How to do different function integrations for Likelihoods with Rstan

Hi, This is the first time I am going to use Stan with my programming. In my case I want to do posterior sampling, but you know that first thing is to get the results for log likelihood function of my problems, but, my difficulty is how to define different integrations with likelihood function and how is it fix for the function block in Stan? I tried several ways and now my code appears like that giving error message
SYNTAX ERROR, MESSAGE(S) FROM PARSER:
Variable “real” does not exist.
error in ‘modelcc0302e11b1_af4dcb4b0b81933d35bb7a79daf485e8’ at line 60, column 10

58:       }
59:       
60:       real WQ_integral_t2(real x, 
             ^
61:                           real xc, 

My code looks like:

real likelihood_log(vector param, matrix DataTable, int N){
    int K;
    real Q;
    real W;
    real x;
    real beta;
    real tstar;
    real b0; 
    real b1; 
    real mu; 
    real sigma2; 
    real lambda; 
    real alpha;
    //real[] t;
    vector[6] beta_t;
    int delta;

    b0=param[1];
    b1=param[2];
    mu=param[3];
    sigma2=param[4];
    lambda=param[5];
    alpha=param[6];
.
.
.
.

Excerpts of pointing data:
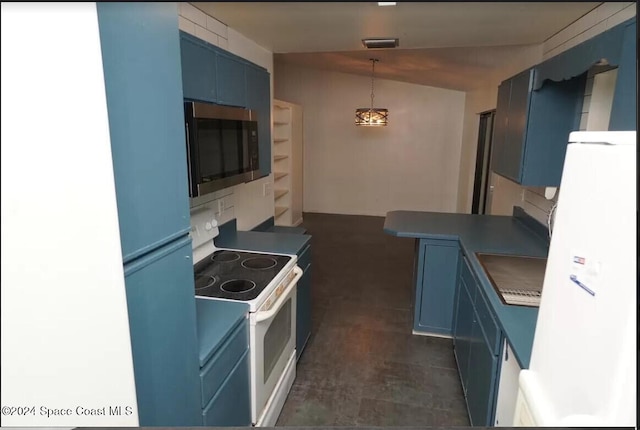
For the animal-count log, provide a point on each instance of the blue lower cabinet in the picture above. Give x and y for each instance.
(436, 280)
(231, 405)
(476, 346)
(482, 379)
(303, 301)
(303, 312)
(162, 324)
(463, 334)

_Tasks_
A. Write out the part of the forum post from "Hi, This is" up to and including "does not exist.".
B. Repeat all the rows with their requests, multiplying every coordinate in the answers by 0.4 and rounding to whole numbers, with halves rounded up. Leave the pictures out.

_Task-by-task results_
A.
Hi, This is the first time I am going to use Stan with my programming. In my case I want to do posterior sampling, but you know that first thing is to get the results for log likelihood function of my problems, but, my difficulty is how to define different integrations with likelihood function and how is it fix for the function block in Stan? I tried several ways and now my code appears like that giving error message
SYNTAX ERROR, MESSAGE(S) FROM PARSER:
Variable “real” does not exist.

B.
For the animal-count log, provide a point on each instance of the blue lower cabinet in the picture above. Give x and y for each instance.
(174, 112)
(92, 162)
(190, 138)
(193, 152)
(121, 120)
(121, 125)
(65, 130)
(185, 134)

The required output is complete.